====== SOURCE MATERIAL

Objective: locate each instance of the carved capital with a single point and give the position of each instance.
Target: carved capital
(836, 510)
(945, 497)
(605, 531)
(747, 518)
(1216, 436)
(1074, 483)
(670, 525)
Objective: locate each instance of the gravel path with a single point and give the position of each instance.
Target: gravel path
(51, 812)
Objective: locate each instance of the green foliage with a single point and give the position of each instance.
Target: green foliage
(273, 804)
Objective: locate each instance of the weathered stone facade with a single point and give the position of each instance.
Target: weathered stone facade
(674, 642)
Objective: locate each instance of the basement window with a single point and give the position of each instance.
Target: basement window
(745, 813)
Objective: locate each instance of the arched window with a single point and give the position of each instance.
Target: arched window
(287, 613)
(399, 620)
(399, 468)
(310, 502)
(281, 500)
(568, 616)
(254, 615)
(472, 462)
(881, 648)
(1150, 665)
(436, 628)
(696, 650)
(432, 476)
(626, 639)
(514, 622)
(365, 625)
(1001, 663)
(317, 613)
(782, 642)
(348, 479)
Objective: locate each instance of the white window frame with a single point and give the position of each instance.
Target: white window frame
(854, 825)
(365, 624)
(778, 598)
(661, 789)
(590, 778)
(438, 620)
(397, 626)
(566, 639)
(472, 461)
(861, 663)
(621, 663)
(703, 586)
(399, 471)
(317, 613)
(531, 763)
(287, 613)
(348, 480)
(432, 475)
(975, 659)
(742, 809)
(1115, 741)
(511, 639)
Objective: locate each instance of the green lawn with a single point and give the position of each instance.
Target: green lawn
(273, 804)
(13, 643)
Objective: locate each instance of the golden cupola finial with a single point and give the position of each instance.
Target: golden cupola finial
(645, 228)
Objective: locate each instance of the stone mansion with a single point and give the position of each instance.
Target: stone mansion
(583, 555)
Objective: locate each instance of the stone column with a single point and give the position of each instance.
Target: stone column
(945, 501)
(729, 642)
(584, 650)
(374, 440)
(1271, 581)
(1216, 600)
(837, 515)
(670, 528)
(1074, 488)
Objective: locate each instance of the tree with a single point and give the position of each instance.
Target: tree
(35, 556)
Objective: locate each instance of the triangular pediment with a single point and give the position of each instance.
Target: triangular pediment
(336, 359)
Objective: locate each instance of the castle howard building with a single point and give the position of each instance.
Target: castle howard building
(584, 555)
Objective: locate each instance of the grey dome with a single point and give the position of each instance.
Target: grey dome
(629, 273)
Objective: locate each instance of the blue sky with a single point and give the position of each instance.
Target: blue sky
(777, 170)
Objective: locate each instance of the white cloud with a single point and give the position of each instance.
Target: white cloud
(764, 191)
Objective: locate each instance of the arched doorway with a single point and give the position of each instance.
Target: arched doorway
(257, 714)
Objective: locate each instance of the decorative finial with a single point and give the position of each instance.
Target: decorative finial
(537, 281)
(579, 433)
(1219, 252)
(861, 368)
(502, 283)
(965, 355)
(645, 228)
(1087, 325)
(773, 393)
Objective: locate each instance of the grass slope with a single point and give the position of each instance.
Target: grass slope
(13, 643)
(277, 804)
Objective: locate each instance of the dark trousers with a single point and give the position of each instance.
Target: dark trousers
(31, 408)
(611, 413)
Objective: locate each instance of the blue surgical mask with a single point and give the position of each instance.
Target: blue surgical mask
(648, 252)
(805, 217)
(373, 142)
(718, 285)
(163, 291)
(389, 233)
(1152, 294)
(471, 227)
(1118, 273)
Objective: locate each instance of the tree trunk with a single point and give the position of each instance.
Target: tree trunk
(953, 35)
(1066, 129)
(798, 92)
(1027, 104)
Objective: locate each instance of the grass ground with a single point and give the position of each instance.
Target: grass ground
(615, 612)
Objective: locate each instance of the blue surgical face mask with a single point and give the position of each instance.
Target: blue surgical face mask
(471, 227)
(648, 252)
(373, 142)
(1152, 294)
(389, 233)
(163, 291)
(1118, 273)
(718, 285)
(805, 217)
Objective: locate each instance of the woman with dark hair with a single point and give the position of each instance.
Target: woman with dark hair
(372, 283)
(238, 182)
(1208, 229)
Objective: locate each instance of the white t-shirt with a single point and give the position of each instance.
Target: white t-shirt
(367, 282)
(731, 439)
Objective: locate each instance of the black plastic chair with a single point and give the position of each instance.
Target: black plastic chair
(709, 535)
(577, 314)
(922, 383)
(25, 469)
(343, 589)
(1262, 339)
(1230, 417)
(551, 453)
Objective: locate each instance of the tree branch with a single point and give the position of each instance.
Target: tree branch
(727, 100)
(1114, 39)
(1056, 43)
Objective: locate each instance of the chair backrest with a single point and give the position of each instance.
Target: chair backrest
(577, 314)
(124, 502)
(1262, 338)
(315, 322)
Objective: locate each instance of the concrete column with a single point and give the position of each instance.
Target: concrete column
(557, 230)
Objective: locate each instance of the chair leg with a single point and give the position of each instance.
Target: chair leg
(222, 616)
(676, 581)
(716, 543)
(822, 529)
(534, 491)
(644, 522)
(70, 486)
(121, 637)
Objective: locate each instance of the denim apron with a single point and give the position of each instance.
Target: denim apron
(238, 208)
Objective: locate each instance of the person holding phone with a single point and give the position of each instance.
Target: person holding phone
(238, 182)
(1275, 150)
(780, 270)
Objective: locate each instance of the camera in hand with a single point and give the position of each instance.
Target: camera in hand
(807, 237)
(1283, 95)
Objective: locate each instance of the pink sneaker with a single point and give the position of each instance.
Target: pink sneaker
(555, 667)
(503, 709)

============

THE PROBLEM | Rewrite the lines starting at the first line and ending at the line that contains "(1074, 488)", changing "arched window" to "rounded window" and leaving everything else as it is.

RESPONSE TO THIS EXERCISE |
Objective: locate each instance of the carved capital with a single point and give the position of each instance.
Target: carved capital
(836, 510)
(945, 497)
(605, 531)
(747, 518)
(1216, 436)
(1074, 483)
(670, 525)
Objective: locate each instance of the gravel path with a single point and give the position of each instance.
Target: gravel path
(51, 812)
Objective: locate each instance of the green foliage with a single point and give the position of each instance.
Target: green foliage
(273, 804)
Objective: locate each instance of the weathered stone facade with a single point and give the position of each instance.
Target: weathered stone facade
(674, 642)
Objective: locate each instance of the basement window with a single point and give the position of each instance.
Target: basement window
(745, 813)
Objective: locate each instance of the rounded window with a single point and give the position of each instance.
Target: rounded window
(287, 613)
(399, 620)
(399, 468)
(310, 502)
(281, 500)
(568, 616)
(254, 615)
(472, 462)
(881, 648)
(1150, 665)
(436, 628)
(696, 650)
(432, 476)
(626, 639)
(514, 622)
(365, 625)
(1001, 663)
(317, 613)
(782, 642)
(348, 479)
Objective: locate each instance of the white window frame with a single point and give the position of each instance.
Target: white window frame
(854, 825)
(365, 624)
(778, 598)
(661, 789)
(590, 778)
(438, 620)
(397, 626)
(566, 639)
(472, 461)
(861, 663)
(621, 663)
(703, 586)
(399, 471)
(317, 613)
(531, 763)
(287, 613)
(348, 480)
(432, 475)
(975, 659)
(742, 809)
(1115, 741)
(511, 639)
Objective: locate each instance of the green lawn with a single point and give the position of each instance.
Target: green lawn
(273, 804)
(13, 643)
Objective: locate each instance of the golden cupola finial with a single point and give the position of each instance.
Target: golden cupola finial
(645, 228)
Objective: locate each instance of the stone mansion with a single point and give the position of each instance.
Target: stone mansion
(583, 555)
Objective: locate each instance of the stone column with a single point and give the position of each instance.
Target: stone column
(945, 501)
(729, 642)
(584, 650)
(374, 440)
(1271, 581)
(1216, 600)
(837, 515)
(670, 528)
(1074, 488)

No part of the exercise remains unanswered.